◆ SET TASKS ◆
A - Please copy the passage from the cricket post word for word, starting with "The End of Summer" and going on through "keep us company.".
B - According to the cricket post, which team did Australia play in the Third Test?

◆ DOCUMENT PASSAGE ◆

The End of Summer
Leave a commentJanuary 7, 2013 by brettdgale
It’s January 7 and summer is already over.
At least it is if you are a serious cricket fan.
Australia has wrapped up the Third Test against Sri Lanka and with two whole months of hot weather to come there’s nothing but meaningless One Dayers and Twenty-20 matches to keep us company.
Don’t get me wrong I’m not some curmudgeon opposed to either the 50 over or 20 over formats, each have their place – but that place should be in early or late summer when people are back at work not taking up the prime holiday and cricket watching months of January. Instead, once again Cricket Australia has scheduled a season designed to deny fans of true cricket the opportunity to watch the game they love. Late November and most of December are pretty busy times for anyone with a real job and most workplaces don’t have TV’s to watch (or lenient internet policies for that matter). Yet that’s when CA persists in putting on the tests.
Every year it feels like one’s appetite is just getting whetted for the summer’s battles when you realise that no, it’s the first week of the year and Test cricket is done and dusted. It wasn’t always this way and there’s no reason that that it can’t be so again.
There’s a place for One Dayers and T-20in the cricket schedule just as there’s a place for McDonalds in a balanced diet. But just like eating McDonalds the shorter forms of the game taste standardized and are quickly forgotten once digested.

(Portion of a data file)
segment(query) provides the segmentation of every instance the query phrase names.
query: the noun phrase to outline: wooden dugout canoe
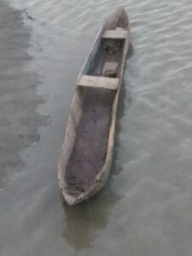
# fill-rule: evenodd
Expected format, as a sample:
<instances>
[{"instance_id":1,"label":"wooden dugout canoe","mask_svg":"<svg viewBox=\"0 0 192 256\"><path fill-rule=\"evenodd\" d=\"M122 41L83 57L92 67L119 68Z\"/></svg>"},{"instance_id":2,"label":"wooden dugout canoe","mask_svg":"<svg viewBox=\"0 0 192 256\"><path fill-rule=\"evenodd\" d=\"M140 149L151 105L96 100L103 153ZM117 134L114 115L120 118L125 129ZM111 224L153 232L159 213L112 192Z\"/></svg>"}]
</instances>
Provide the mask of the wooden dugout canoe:
<instances>
[{"instance_id":1,"label":"wooden dugout canoe","mask_svg":"<svg viewBox=\"0 0 192 256\"><path fill-rule=\"evenodd\" d=\"M108 177L129 44L129 20L119 9L99 30L77 80L58 163L61 197L68 205L96 195Z\"/></svg>"}]
</instances>

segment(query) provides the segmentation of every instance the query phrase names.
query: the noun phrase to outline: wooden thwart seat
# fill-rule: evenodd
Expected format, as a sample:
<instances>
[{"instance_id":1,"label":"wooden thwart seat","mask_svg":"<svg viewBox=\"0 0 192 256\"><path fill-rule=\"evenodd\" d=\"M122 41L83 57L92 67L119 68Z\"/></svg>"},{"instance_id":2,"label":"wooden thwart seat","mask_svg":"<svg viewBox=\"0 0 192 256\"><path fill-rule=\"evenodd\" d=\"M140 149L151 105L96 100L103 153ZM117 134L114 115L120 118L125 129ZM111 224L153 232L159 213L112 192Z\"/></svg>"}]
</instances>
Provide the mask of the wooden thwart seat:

◆ RESPONSES IN ORDER ◆
A -
The End of Summer
Leave a commentJanuary 7, 2013 by brettdgale
It’s January 7 and summer is already over.
At least it is if you are a serious cricket fan.
Australia has wrapped up the Third Test against Sri Lanka and with two whole months of hot weather to come there’s nothing but meaningless One Dayers and Twenty-20 matches to keep us company.

B - Sri Lanka